» WORK INSTRUCTIONS
From the passage on cotton yield under drought stress, reproduce word for word the portion that opens with "In this study, 188" and closes with "high-yield cotton varieties.".

» PASSAGE PROVIDED

In this study, 188 upland cotton germplasms were planted in multiple environments for many years and subjected to drought stress treatment. Phenotypic analysis of three main yield traits and five agronomic traits closely related to yield traits was performed. Stable QTLs related to yield composition were identified after drought stress in multiple environments using the multisite random-SNP-effect mixed linear model. Combined with transcriptomic data analysis, the expression patterns of selected candidate genes were studied, and the key genes affecting the yield of cotton after drought stress were predicted. The results of this study are helpful for better understanding the genetic structure of yield traits after drought stress and provide molecular markers and candidate genes for breeding drought-tolerant and high-yield cotton varieties.

Result

Analysis of phenotypic variation in 8 traits

The phenotypic variation in 8 traits in 188 upland cotton germplasms was analyzed under two conditions in three environments. The traits analyzed included five agronomic traits, such as plant height (PH) and fruit branch number (FBN), and three yield-related phenotypic traits including SC, LC and BW (Table S4). The results showed that there was a great difference in population materials after drought stress treatment. Under the two treatment conditions, the PH of the five agronomic traits was 28-103.2 cm, FBN was 3-25.4, effective fruit branch number (EFBN) was 0.6–19, BN was 1-17.8, and EBN was 0.6–22.8. The three yield traits SC, LC and BW were 48.93-223.83 g, 4.56–83.13 g and 2.74–11.19 g, respectively (Table S4). The coefficients of variation (CVs) for BN and EBN were the greatest, at 2.29–57.09% and 2.92–57.07%, respectively. All 8 traits were normally distributed (Figure S1). The distribution of maximum and minimum values of the eight traits under normal conditions was greater than that under drought stress (Table S4). The results of variance analysis under the two conditions revealed significant differences between the eight traits after water treatment (Table S3). Correlation analysis revealed highly significant correlations between the 8 traits, and BW, SC and LC were extremely significantly positively correlated (Fig. 1). The best linear unbiased estimation (BLUP) results in multiple environments showed that the BLUPs of the eight phenotypic values were 53.06–67.7 cm, 6.73–10.41, 3.68–8.62, 4.45–9.87, 3.36–7.3, 98.08-134.55 g, 40.57–51.7 g and 4.91–6.73 g, respectively (Table S4). The effects of genotype (G), environment (E) and their interaction on the eight traits under the two water treatment conditions were assessed using analysis of variance (Table S3). The results showed that the eight traits were influenced by the interaction between genotype and environment. The generalized heritability (H2) of the 8 characters (Table S3) was estimated based on the phenotypic traits in 3 environments. Under drought stress, the heritability of EFBN was the highest (89.47%), followed by those of SC and BW (80.81% and 80.64%, respectively), and that of PH (67.31%) was the lowest (Table S3).

» DATA SHOWN
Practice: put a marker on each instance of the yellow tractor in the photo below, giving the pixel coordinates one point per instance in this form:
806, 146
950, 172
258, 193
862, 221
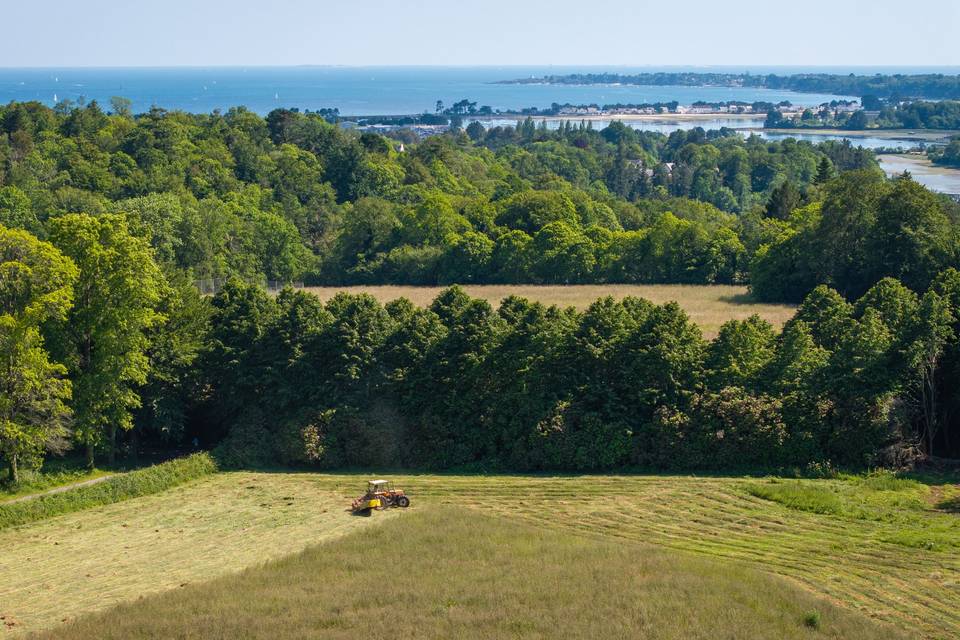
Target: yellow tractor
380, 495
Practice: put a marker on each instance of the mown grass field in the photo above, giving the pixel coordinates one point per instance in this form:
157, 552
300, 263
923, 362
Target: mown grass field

» WRITTEN ANSWER
In this study, 188 upland cotton germplasms were planted in multiple environments for many years and subjected to drought stress treatment. Phenotypic analysis of three main yield traits and five agronomic traits closely related to yield traits was performed. Stable QTLs related to yield composition were identified after drought stress in multiple environments using the multisite random-SNP-effect mixed linear model. Combined with transcriptomic data analysis, the expression patterns of selected candidate genes were studied, and the key genes affecting the yield of cotton after drought stress were predicted. The results of this study are helpful for better understanding the genetic structure of yield traits after drought stress and provide molecular markers and candidate genes for breeding drought-tolerant and high-yield cotton varieties.